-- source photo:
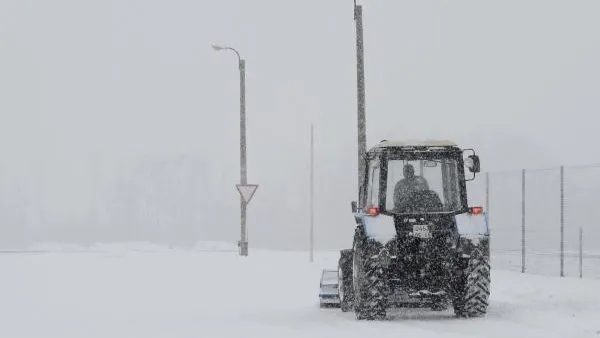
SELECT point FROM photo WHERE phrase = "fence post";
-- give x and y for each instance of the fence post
(580, 252)
(562, 221)
(523, 222)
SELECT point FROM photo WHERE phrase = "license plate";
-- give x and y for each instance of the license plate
(421, 231)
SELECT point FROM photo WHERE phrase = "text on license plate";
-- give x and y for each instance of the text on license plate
(421, 231)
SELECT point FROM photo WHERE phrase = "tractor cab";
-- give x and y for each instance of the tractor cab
(416, 178)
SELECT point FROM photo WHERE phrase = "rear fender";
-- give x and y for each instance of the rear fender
(473, 234)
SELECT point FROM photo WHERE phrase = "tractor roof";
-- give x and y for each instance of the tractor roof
(415, 143)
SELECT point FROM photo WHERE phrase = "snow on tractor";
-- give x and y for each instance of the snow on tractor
(417, 242)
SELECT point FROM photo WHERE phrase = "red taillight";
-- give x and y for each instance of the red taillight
(476, 210)
(372, 211)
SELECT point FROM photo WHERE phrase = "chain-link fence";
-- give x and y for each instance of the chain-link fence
(543, 221)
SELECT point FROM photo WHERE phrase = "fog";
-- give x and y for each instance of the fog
(118, 122)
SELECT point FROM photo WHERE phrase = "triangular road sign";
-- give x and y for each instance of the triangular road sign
(246, 191)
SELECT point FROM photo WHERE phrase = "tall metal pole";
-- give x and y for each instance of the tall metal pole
(523, 222)
(487, 198)
(243, 243)
(243, 169)
(360, 84)
(580, 252)
(312, 193)
(562, 221)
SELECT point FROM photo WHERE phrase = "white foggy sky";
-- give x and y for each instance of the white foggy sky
(84, 81)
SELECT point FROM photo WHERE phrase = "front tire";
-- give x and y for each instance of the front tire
(369, 284)
(472, 291)
(345, 288)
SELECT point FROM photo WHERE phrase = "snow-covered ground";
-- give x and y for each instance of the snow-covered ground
(148, 291)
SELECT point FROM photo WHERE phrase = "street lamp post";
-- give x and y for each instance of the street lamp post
(243, 244)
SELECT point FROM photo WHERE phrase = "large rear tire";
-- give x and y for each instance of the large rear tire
(345, 290)
(472, 290)
(369, 284)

══════

- WHAT THE TASK REQUIRES -
Everything in the records except the pictures is to be repeated exactly.

- YOUR SOLUTION -
-- source photo:
SELECT point FROM photo WHERE phrase = "fence post";
-- give x and y for each instance of the fence post
(580, 252)
(562, 221)
(523, 222)
SELECT point FROM photo WHERE phrase = "license plate";
-- give x and y for each instance of the license plate
(421, 231)
SELECT point FROM photo WHERE phrase = "text on license plate";
-- give x and y for each instance of the text on license plate
(421, 231)
SELECT point FROM photo WHERE phrase = "tractor cab";
-- give x and y for each instance of the tractor cab
(416, 178)
SELECT point FROM photo WHERE phrase = "rear fender";
-- give x and y for each instance of the rear fender
(473, 234)
SELECT point FROM photo WHERE phrase = "tractor roof";
-- give x and y for each instance of the tractor roof
(415, 143)
SELECT point FROM photo WHERE phrase = "snow on tractor";
-- give x and y for each instance of the snow on tractor
(417, 242)
SELECT point FROM photo WHERE phrase = "red taillight";
-- give x and y for each instance of the red taillight
(476, 210)
(372, 211)
SELECT point FROM photo WHERE phrase = "chain-link fence";
-- give x and y for each instance of the chain-link fence
(543, 221)
SELECT point FROM photo WHERE phrase = "fog";
-- give x and y for each instance of the fog
(118, 122)
SELECT point FROM photo WHERE phrase = "triangular road sign";
-- give x and y for each instance of the triangular road sign
(246, 191)
SELECT point FROM photo WHERE phrase = "tall metal pole";
-- give x and y for each instance of the tall metal pole
(523, 222)
(487, 198)
(243, 243)
(243, 169)
(360, 84)
(580, 252)
(312, 193)
(562, 221)
SELECT point FROM photo WHERE phrase = "white foggy sky";
-- give x and y for each instance of the white foggy sky
(84, 81)
SELECT point FROM photo WHERE phrase = "front tire";
-- give x and y for each instance of the front tire
(369, 284)
(472, 291)
(345, 288)
SELECT point FROM photo WHERE phrase = "snow-covered ground";
-- give x and y for each instance of the snow-covered ground
(148, 291)
SELECT point FROM photo WHERE phrase = "street lamp post";
-- give x and y for each instance of the street lamp post
(243, 244)
SELECT point FROM photo WHERE phrase = "large rear tire";
-- give x and y for each instance of the large rear tire
(345, 290)
(472, 290)
(369, 284)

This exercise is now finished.